■ ENUNCIADO DA TAREFA ■
Altere todos os registros trocando "put a marker on" por "place a dot on" e mantendo todo o resto igual. Deixe as imagens de fora da resposta.

■ MATERIAL DO EXERCÍCIO ■
╭──
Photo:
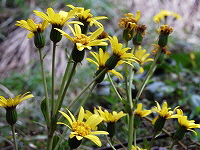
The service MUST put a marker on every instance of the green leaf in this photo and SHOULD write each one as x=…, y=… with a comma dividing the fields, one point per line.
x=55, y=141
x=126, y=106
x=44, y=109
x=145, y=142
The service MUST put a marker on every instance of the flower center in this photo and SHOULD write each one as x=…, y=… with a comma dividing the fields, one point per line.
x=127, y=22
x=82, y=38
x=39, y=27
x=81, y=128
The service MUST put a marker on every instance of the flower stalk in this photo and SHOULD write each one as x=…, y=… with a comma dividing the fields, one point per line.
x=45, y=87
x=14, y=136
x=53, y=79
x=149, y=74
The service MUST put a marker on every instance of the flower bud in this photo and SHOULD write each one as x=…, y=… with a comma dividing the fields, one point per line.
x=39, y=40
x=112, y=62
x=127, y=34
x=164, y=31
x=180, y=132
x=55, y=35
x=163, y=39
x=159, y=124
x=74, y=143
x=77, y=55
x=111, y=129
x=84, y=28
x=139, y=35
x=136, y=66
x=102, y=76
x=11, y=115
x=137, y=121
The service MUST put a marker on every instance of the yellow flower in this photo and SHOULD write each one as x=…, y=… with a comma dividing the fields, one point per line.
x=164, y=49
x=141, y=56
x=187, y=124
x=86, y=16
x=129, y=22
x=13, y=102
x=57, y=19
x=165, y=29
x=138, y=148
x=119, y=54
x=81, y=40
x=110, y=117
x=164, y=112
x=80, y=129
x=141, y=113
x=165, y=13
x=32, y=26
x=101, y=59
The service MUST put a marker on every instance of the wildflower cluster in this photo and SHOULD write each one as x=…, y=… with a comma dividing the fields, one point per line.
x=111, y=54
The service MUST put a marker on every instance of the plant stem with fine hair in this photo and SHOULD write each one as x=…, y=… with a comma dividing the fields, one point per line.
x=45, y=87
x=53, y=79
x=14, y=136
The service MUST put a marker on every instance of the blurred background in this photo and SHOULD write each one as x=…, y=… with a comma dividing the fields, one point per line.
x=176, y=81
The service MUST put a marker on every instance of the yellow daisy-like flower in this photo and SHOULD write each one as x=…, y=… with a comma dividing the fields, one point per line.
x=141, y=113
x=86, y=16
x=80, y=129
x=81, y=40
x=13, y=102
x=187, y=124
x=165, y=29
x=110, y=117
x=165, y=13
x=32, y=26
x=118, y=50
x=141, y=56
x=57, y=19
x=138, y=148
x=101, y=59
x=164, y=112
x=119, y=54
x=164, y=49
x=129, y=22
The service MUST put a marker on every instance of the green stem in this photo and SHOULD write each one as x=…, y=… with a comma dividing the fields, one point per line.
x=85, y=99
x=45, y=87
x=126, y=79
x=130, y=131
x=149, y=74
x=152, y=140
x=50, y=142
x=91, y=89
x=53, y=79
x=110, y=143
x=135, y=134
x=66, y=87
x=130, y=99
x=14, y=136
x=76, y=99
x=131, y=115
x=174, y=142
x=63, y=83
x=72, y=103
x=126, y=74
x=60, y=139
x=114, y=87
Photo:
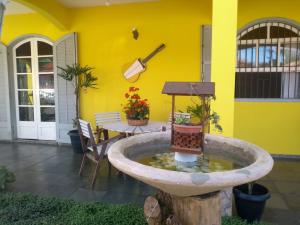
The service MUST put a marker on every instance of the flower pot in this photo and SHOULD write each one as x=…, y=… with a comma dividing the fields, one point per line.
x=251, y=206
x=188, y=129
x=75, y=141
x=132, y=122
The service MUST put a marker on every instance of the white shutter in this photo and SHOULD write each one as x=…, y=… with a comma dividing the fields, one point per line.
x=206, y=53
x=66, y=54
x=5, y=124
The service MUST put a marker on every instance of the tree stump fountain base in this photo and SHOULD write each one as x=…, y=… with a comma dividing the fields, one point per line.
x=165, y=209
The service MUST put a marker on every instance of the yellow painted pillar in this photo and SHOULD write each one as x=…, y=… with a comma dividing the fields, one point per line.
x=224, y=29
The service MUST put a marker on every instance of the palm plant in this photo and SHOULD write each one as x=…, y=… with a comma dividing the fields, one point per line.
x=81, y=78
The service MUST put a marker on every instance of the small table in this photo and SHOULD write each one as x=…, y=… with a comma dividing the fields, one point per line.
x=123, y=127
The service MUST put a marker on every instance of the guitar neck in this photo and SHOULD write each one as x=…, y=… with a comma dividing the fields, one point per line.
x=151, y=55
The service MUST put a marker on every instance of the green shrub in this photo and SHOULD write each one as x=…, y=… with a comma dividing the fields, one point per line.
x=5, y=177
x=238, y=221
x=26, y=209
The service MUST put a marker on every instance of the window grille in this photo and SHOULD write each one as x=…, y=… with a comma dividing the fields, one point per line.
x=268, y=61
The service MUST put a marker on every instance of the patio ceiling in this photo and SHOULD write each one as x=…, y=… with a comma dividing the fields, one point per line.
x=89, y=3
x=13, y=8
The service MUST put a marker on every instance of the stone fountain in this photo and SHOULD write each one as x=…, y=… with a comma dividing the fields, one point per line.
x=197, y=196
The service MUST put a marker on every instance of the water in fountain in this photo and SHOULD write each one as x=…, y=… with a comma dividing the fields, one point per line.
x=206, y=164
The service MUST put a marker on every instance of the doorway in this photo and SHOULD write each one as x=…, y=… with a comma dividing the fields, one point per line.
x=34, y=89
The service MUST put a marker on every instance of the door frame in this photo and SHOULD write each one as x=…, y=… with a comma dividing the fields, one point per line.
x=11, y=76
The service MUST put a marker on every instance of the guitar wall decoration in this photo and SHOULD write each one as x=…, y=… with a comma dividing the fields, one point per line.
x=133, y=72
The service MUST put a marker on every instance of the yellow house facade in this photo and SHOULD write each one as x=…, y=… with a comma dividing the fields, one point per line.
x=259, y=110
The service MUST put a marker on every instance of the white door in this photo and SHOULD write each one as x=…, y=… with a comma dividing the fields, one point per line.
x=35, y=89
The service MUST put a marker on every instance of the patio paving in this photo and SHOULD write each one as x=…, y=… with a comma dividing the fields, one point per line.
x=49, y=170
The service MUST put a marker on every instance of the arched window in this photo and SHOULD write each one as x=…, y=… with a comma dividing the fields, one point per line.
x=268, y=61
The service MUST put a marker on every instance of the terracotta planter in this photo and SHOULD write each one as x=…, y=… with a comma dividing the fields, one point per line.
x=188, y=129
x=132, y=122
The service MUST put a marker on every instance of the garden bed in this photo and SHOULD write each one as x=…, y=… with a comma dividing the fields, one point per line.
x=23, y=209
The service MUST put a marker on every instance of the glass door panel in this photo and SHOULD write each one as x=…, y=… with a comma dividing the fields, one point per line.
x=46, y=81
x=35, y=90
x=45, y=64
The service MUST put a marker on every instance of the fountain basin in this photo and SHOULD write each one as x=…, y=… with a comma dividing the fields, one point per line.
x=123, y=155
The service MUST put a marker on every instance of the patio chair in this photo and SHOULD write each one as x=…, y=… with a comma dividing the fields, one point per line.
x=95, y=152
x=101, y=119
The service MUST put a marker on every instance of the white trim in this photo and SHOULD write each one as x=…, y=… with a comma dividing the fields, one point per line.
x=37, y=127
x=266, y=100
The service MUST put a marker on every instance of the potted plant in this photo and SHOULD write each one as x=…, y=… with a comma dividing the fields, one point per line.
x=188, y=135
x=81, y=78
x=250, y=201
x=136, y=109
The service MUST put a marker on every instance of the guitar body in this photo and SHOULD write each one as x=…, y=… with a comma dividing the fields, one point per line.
╰──
■ RESULTADO ■
Photo:
The service MUST place a dot on every instance of the green leaf in this photo and SHOULD write each one as x=…, y=… with a comma dividing the fields, one point per line.
x=55, y=141
x=126, y=106
x=44, y=109
x=145, y=142
The service MUST place a dot on every instance of the flower center in this photo and SHOULD write each one as x=…, y=… with a comma dividing the fields, one point per line.
x=127, y=22
x=82, y=38
x=39, y=27
x=81, y=128
The service MUST place a dot on every instance of the flower stalk in this photo and SHOULD write each one as x=…, y=… with a comma dividing the fields, one point per line.
x=45, y=87
x=14, y=136
x=53, y=79
x=149, y=74
The service MUST place a dot on every instance of the flower bud in this photo and SHOULD write each one as x=…, y=… with a comma dividing the fields, one point per line.
x=39, y=40
x=112, y=62
x=127, y=34
x=164, y=31
x=180, y=132
x=55, y=35
x=163, y=39
x=159, y=124
x=74, y=143
x=77, y=55
x=111, y=129
x=84, y=28
x=139, y=35
x=136, y=66
x=102, y=76
x=11, y=115
x=137, y=121
The service MUST place a dot on every instance of the yellow flower in this photo and SHOULD write each one as x=…, y=… with a comma dividing the fields, one point per line.
x=164, y=49
x=141, y=56
x=187, y=124
x=86, y=16
x=129, y=22
x=13, y=102
x=57, y=19
x=165, y=29
x=138, y=148
x=119, y=54
x=81, y=40
x=110, y=117
x=164, y=112
x=80, y=129
x=141, y=113
x=165, y=13
x=32, y=26
x=101, y=59
The service MUST place a dot on every instance of the wildflower cluster in this photo and SHOULD write each one as x=…, y=… with a comma dividing the fields, one point per line.
x=111, y=54
The service MUST place a dot on every instance of the plant stem with fine hair in this photo and SHOULD write each one as x=…, y=… with a comma dividing the fields, one point per line.
x=45, y=87
x=53, y=79
x=14, y=136
The service MUST place a dot on every instance of the blurred background in this photo and SHOULD write each one as x=…, y=… with a comma dividing the fields, one point per line.
x=176, y=81
The service MUST place a dot on every instance of the yellow daisy-like flower in this photo and SHOULD write each one as x=…, y=… with a comma dividing the fields, one point per line.
x=141, y=113
x=86, y=16
x=80, y=129
x=81, y=40
x=13, y=102
x=187, y=124
x=165, y=29
x=110, y=117
x=165, y=13
x=32, y=26
x=118, y=50
x=141, y=56
x=57, y=19
x=138, y=148
x=101, y=59
x=164, y=112
x=119, y=54
x=164, y=49
x=129, y=22
The service MUST place a dot on every instance of the green stem in this photo and SHOULD write each one as x=…, y=… with a comma dividing the fields, one point per line.
x=85, y=99
x=45, y=87
x=126, y=79
x=130, y=131
x=149, y=74
x=152, y=140
x=50, y=142
x=91, y=89
x=53, y=79
x=110, y=143
x=135, y=134
x=66, y=87
x=130, y=99
x=14, y=136
x=76, y=99
x=131, y=115
x=174, y=142
x=63, y=83
x=72, y=103
x=126, y=74
x=60, y=139
x=114, y=87
Photo:
The service MUST place a dot on every instance of the flower pot in this photo and SHOULD write each one as x=…, y=… with a comma dividing the fields, one point per line.
x=251, y=206
x=188, y=129
x=75, y=141
x=132, y=122
The service MUST place a dot on every instance of the white shutter in this photo and SHOULD write each one as x=…, y=… with a comma dividing the fields, one point per line.
x=206, y=53
x=66, y=54
x=5, y=124
The service MUST place a dot on every instance of the tree stump fountain base in this photo and SHOULD write each one as x=…, y=… with a comma dividing the fields, one point per line.
x=165, y=209
The service MUST place a dot on every instance of the yellow painted pillar in this photo and SHOULD write each one as x=…, y=… with a comma dividing the fields, one point per line.
x=224, y=29
The service MUST place a dot on every instance of the palm plant in this photo and SHOULD write each one as x=…, y=… with a comma dividing the fields, one point per line.
x=81, y=78
The service MUST place a dot on every instance of the small table in this photo and SHOULD write each one as x=…, y=… with a comma dividing the fields, one point per line.
x=123, y=127
The service MUST place a dot on every instance of the guitar neck in this photo and SHOULD write each one as x=…, y=… with a comma dividing the fields, one point per line.
x=151, y=55
The service MUST place a dot on every instance of the green shrub in this photo and SHOULD write each one as x=…, y=… with a comma dividing the fields, one point per line.
x=5, y=177
x=238, y=221
x=26, y=209
The service MUST place a dot on every instance of the window grille in this photo and SHOULD write each one as x=…, y=… with a comma dividing the fields, one point per line.
x=268, y=61
The service MUST place a dot on every instance of the patio ceiling in this photo and SHOULD write each one as x=…, y=… with a comma dividing the fields, one point per line.
x=89, y=3
x=13, y=8
The service MUST place a dot on every instance of the stone fountain in this photo and SHOULD write each one as x=…, y=… with a comma dividing the fields, one point per line.
x=197, y=196
The service MUST place a dot on every instance of the water in fountain in this photo and SHOULD write each one as x=…, y=… with a comma dividing the fields, one point per line.
x=206, y=164
The service MUST place a dot on every instance of the doorway in this photo and SHOULD write each one as x=…, y=… with a comma dividing the fields, one point per line.
x=34, y=89
The service MUST place a dot on every instance of the door frame in this photo and SHOULD write each one as x=…, y=… with a comma dividing the fields, one point per line.
x=11, y=76
The service MUST place a dot on every instance of the guitar wall decoration in this photo and SHOULD write each one as x=…, y=… with a comma dividing the fields, one point per line.
x=133, y=72
The service MUST place a dot on every instance of the yellow house facade in this photo and SHOULD write each one as x=…, y=… with a comma dividing the fields, one point per line.
x=259, y=110
The service MUST place a dot on every instance of the white door in this photo and SHOULD write each one as x=…, y=… with a comma dividing the fields, one point per line.
x=35, y=89
The service MUST place a dot on every instance of the patio paving in this photo and SHOULD write each one as x=…, y=… with a comma dividing the fields, one point per line.
x=49, y=170
The service MUST place a dot on every instance of the arched window in this photo and SHOULD write each one as x=…, y=… with a comma dividing the fields, one point per line.
x=268, y=61
The service MUST place a dot on every instance of the terracotta planter in this photo and SHOULD write each one as x=…, y=… with a comma dividing the fields, one point per line.
x=188, y=129
x=132, y=122
The service MUST place a dot on every instance of the garden bed in this photo and SHOULD write each one as x=…, y=… with a comma dividing the fields, one point per line.
x=23, y=209
The service MUST place a dot on every instance of the glass door panel in this photo and SHOULD write each one as x=…, y=… with a comma dividing the fields, one point per line.
x=46, y=81
x=35, y=90
x=45, y=64
The service MUST place a dot on every instance of the fountain basin in this photo and SHOULD write each one as x=…, y=… with a comma dividing the fields, one point per line.
x=123, y=155
The service MUST place a dot on every instance of the patio chair in this photo and SHOULD write each one as x=…, y=… with a comma dividing the fields, one point per line.
x=95, y=152
x=101, y=119
The service MUST place a dot on every instance of the white trim in this photo and SHOULD write each one as x=…, y=… with a comma dividing the fields, one point per line.
x=37, y=127
x=266, y=100
The service MUST place a dot on every instance of the potted plant in this photo and SHOULD write each one as x=…, y=… with a comma dividing the fields, one point per line.
x=188, y=135
x=81, y=78
x=250, y=201
x=136, y=109
The service MUST place a dot on every instance of the guitar body in this photo and SHOULD write each one as x=…, y=… with a comma dividing the fields, one point per line.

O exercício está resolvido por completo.